— Start of Dataset records —

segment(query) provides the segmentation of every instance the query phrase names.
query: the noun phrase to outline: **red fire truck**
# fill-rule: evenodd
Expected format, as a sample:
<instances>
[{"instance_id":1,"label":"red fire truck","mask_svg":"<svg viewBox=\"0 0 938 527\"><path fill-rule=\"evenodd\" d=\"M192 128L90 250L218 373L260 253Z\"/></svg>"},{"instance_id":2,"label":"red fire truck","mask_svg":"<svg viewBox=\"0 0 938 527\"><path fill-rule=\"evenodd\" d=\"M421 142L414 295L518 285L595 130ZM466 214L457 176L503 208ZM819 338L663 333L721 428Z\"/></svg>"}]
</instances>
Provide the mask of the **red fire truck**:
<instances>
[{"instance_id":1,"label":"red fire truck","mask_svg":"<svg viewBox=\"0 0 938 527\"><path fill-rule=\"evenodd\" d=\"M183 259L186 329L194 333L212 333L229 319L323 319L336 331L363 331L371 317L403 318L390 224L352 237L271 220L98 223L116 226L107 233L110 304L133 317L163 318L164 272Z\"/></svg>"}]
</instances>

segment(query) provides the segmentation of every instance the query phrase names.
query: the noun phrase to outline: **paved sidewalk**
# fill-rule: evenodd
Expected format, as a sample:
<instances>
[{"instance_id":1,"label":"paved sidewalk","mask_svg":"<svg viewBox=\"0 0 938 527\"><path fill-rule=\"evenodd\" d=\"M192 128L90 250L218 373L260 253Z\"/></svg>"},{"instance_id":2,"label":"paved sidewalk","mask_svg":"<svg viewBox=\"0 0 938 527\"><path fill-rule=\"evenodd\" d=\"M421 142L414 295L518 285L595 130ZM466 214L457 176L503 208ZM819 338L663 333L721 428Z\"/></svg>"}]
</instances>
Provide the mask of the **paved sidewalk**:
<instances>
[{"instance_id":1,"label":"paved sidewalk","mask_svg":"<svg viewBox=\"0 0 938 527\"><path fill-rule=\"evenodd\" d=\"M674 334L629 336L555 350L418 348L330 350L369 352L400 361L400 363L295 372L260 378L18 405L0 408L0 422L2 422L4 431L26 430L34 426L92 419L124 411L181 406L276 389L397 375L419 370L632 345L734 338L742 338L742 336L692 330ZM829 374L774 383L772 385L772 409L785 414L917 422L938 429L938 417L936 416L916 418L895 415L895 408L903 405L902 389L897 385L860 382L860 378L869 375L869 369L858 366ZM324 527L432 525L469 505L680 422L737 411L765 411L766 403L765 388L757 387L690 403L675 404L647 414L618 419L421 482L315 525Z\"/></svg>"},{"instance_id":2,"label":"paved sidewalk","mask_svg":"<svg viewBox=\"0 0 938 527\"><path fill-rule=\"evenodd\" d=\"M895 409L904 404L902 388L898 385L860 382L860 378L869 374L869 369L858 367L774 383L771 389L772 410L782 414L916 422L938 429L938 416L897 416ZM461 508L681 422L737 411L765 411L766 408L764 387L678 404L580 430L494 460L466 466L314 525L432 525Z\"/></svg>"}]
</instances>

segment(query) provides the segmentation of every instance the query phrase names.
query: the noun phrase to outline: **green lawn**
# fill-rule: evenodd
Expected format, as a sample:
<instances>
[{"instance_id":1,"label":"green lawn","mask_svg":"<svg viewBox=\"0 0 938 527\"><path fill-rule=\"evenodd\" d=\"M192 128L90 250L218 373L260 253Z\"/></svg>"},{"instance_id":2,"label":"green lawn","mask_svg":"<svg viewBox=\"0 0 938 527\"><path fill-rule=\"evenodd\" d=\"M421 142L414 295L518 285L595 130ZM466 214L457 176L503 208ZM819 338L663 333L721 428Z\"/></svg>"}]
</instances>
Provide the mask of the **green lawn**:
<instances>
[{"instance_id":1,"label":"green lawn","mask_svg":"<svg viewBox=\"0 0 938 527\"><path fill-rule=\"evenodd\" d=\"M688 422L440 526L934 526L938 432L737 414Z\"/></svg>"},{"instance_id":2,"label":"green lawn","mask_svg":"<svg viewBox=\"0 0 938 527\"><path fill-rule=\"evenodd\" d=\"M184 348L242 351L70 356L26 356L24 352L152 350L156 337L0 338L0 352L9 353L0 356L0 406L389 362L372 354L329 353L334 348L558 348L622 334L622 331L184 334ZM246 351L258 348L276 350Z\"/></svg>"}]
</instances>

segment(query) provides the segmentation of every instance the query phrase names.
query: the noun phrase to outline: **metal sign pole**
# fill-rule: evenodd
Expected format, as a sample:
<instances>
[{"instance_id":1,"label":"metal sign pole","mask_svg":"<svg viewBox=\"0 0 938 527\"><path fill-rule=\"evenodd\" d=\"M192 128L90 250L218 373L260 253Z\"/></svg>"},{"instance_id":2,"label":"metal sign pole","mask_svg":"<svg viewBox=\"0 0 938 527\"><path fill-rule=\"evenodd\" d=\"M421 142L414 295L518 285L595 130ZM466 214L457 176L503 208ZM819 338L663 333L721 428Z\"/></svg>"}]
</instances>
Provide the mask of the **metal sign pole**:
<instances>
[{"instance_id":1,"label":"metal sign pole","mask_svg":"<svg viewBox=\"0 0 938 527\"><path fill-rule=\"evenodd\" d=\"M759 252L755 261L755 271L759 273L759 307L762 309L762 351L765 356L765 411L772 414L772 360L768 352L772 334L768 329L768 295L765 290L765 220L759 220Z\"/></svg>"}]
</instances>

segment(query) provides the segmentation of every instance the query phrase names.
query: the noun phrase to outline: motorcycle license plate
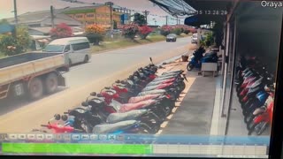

— End of Dataset records —

(Goal)
Select every line of the entries above that contains the string "outline", matching case exactly, and copy each line.

(Written solution)
query: the noun phrase to outline: **red fire truck**
query: the noun phrase to outline: **paved sidewalk**
query: the noun phrase to outline: **green lawn**
query: the noun phrase to outline: **metal sign pole**
query: the noun phrase to outline: motorcycle license plate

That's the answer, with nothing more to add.